--- Start of Exercise material ---

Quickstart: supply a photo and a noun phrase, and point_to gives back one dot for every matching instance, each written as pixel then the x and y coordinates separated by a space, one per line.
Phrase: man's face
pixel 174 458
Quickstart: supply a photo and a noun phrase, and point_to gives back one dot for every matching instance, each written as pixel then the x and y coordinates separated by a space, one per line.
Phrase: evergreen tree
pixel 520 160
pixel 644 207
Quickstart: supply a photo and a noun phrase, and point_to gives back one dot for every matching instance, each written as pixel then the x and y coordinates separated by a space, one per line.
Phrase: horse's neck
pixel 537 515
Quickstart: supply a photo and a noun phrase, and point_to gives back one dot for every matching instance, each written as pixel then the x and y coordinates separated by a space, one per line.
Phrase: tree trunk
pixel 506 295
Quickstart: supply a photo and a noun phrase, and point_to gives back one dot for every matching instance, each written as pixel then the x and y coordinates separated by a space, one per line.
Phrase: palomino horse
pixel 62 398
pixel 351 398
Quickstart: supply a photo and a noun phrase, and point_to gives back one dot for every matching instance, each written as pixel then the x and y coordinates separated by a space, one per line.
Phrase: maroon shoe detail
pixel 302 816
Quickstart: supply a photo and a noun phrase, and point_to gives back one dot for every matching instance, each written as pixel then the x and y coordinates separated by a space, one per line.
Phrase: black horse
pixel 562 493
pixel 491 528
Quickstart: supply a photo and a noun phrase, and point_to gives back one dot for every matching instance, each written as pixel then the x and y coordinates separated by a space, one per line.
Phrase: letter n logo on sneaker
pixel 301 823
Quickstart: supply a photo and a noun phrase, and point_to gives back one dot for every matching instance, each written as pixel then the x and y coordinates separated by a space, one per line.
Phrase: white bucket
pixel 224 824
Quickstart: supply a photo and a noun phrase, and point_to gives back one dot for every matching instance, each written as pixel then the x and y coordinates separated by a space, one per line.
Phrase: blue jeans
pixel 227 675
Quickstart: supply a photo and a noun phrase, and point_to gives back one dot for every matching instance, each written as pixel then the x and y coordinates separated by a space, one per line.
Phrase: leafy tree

--- End of Exercise material ---

_Problem_: Return every line of the items above that contains the word "tree", treating uppercase and lowercase letters as distinct.

_Solution to the exercise_:
Phrase: evergreen tree
Phrase: tree trunk
Phrase: leafy tree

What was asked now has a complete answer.